[Pointing and labeling entries]
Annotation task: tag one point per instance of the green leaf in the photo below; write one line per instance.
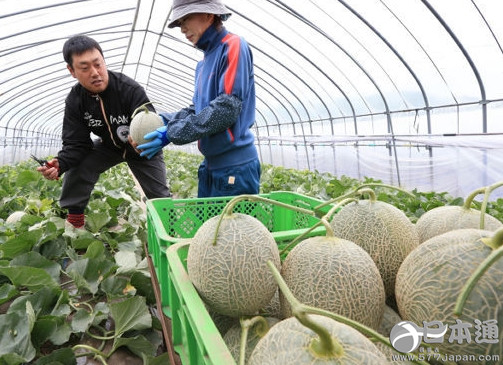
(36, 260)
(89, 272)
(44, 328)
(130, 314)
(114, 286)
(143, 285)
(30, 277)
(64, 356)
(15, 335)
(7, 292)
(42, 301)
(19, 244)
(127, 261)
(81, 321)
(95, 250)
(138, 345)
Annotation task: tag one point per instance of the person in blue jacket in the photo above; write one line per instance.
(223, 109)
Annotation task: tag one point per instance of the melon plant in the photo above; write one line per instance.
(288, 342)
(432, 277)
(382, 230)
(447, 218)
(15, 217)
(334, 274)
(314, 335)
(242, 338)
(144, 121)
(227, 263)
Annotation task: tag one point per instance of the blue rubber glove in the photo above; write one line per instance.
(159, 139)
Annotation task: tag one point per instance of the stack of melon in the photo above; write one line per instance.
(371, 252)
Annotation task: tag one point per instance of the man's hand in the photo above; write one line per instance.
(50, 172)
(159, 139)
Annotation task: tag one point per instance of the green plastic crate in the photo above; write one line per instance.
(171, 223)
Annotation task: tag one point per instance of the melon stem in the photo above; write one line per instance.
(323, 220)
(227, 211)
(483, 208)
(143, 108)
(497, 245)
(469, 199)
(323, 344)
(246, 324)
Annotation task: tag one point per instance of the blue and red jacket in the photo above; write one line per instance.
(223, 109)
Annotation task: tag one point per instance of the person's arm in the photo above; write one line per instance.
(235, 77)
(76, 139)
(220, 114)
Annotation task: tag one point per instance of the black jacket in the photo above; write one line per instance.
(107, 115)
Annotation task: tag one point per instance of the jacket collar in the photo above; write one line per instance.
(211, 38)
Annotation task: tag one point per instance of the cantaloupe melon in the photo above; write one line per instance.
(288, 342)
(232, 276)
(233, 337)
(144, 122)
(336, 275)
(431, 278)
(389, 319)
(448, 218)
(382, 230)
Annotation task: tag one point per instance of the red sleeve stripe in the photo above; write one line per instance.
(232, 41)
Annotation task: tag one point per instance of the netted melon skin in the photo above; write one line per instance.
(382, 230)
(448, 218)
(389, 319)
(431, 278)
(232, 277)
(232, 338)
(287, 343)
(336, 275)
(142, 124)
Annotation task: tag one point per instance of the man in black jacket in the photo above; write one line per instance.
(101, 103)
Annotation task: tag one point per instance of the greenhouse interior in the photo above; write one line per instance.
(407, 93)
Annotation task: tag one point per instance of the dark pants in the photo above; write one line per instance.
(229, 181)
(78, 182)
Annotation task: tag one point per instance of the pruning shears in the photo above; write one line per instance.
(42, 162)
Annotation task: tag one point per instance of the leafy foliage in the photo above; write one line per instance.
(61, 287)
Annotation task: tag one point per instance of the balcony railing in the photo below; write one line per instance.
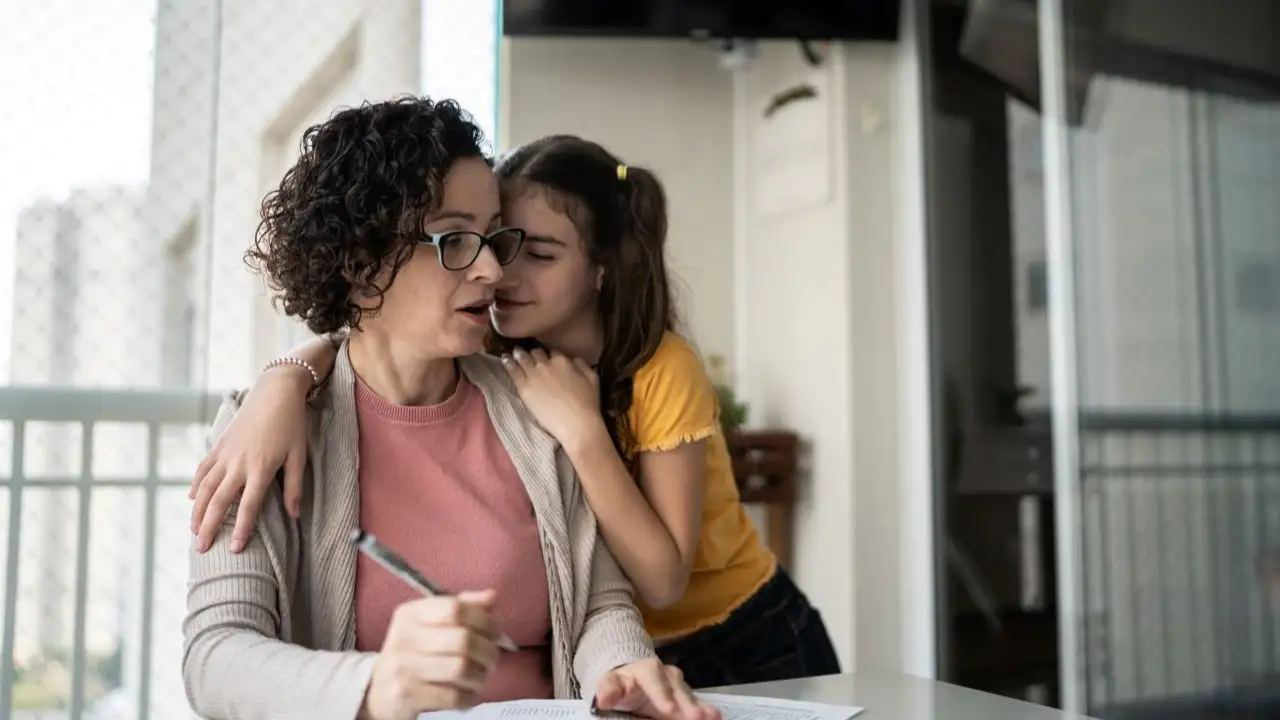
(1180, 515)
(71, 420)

* [Given instruction]:
Print the records word for word and exclude any picture they hold.

* [Result for this exercise]:
Annotation task: tag one point per instance of the green leaf in the photo below; write one line per instance.
(36, 260)
(89, 272)
(44, 328)
(130, 314)
(114, 286)
(143, 285)
(30, 277)
(64, 356)
(15, 335)
(7, 292)
(42, 301)
(19, 244)
(127, 261)
(81, 321)
(95, 250)
(138, 345)
Annotation task: tag one point per instance of the person in blue jacket in the photo above; write one line per instance.
(223, 109)
Annotation task: tag one point per instance of the melon plant in the photo above; write one line per instance.
(288, 342)
(432, 277)
(382, 230)
(447, 218)
(15, 217)
(334, 274)
(314, 335)
(242, 338)
(144, 121)
(227, 263)
Annotation task: tag one point per instance of the blue rubber glove in the photo above; write one line per instance.
(159, 139)
Annotation task: tag one point per instance of the stack of melon in the photo above; write one line per instance.
(371, 252)
Annotation task: tag one point per instance of the man's hand in the photo above; write one line per instance.
(50, 172)
(159, 139)
Annotation task: tag one point per instance of the green plastic crate in the photo above; write one line per instance.
(171, 223)
Annotation task: tag one point per instance of the melon stem in the photo above; write one line per instance.
(323, 220)
(227, 211)
(483, 208)
(143, 108)
(497, 245)
(469, 199)
(323, 344)
(246, 324)
Annotation task: tag one point per instance of the blue and red jacket in the photo above; write one line per instance.
(223, 109)
Annotation task: tag one point per instance of the person's arm in the photo above; write one line per instance.
(235, 77)
(76, 139)
(220, 114)
Annotation task: tag one point per instance of the black jacket in the photo above; write one line per instance.
(107, 115)
Annotation task: tag one point per instance of the jacket collar in the photo above; write one line per instance.
(211, 38)
Annotation task: tag one point per instance of the cantaloupe melon in the photo above; write one line per instance.
(288, 342)
(232, 276)
(233, 337)
(144, 122)
(336, 275)
(431, 278)
(389, 319)
(448, 218)
(382, 230)
Annotation task: tag one point per instance of the red sleeve stripe in the photo above; write one line per instance.
(232, 41)
Annotation task: tag one point per instance of the netted melon skin in the photo above; write one line per instance.
(382, 230)
(448, 218)
(389, 319)
(431, 278)
(232, 277)
(232, 338)
(287, 343)
(336, 275)
(142, 124)
Annotation task: tag one point per instance of the man in black jacket in the photo above; write one line per instance.
(101, 103)
Annotation task: tag one point per instance of the greenhouse interior in the photo above; write one line per instance.
(407, 93)
Annotation task: tag one point per instance of the dark pants in the photo above; write one line per instance.
(229, 181)
(78, 182)
Annotation task: tag one point per instance of the pruning shears in the photo above; write one line per instance.
(42, 162)
Annotation task: tag one point per instance of the leafy foliage in the photo above; write one line per instance.
(61, 287)
Annotation task: tag one point per instance of the balcony railing in the photo below; write one line per instance.
(1180, 515)
(71, 420)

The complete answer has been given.